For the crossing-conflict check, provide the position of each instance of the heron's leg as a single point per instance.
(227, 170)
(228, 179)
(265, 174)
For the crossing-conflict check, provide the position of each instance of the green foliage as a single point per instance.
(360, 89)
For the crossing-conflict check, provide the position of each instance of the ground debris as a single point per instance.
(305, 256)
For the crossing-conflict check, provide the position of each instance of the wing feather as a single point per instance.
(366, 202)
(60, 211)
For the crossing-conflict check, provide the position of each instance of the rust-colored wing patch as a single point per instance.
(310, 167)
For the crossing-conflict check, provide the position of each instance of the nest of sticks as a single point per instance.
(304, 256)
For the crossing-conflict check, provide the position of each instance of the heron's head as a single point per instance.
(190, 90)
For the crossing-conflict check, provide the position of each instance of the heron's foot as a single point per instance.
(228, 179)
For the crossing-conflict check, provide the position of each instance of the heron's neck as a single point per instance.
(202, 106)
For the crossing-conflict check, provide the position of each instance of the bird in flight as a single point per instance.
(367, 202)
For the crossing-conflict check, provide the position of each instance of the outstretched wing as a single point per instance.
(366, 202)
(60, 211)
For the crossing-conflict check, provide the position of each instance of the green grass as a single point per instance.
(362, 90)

[Try it] Each line of the data must be copied exactly as it appears.

[Response to this task]
For the crossing-conflict check, provide the position of each instance of the heron's leg as a single point per instance.
(227, 170)
(228, 179)
(265, 174)
For the crossing-conflict check, provide the position of each instance of the green foliage as a single point per instance.
(360, 89)
For the crossing-conflict check, provide the position of each instance of the ground debris as a single point per instance.
(305, 256)
For the crossing-conflict check, provide the position of each instance of the wing feather as a single point per instance.
(366, 202)
(60, 211)
For the crossing-conflict check, provide the position of each instance of the rust-colored wing patch as a single point per instance.
(310, 167)
For the crossing-conflict check, provide the position of each instance of the nest of sticks as a single point per instance.
(304, 256)
For the crossing-conflict check, provide the position of each instance of the heron's head as a single point per instance.
(190, 90)
For the crossing-conflict check, provide the position of each instance of the heron's foot as a single point per instance.
(228, 179)
For the crossing-conflict check, provide the position of each instance of the heron's neck as a single point per instance.
(202, 106)
For the crossing-conflict check, provide the position of each instance of the bird in flight as a single point per instance.
(367, 202)
For the crossing-conflict check, provide the position of each instance of the outstretched wing as a single point per instance.
(366, 202)
(60, 211)
For the crossing-conflict check, provide the position of each instance of the green grass as a single point per instance.
(362, 90)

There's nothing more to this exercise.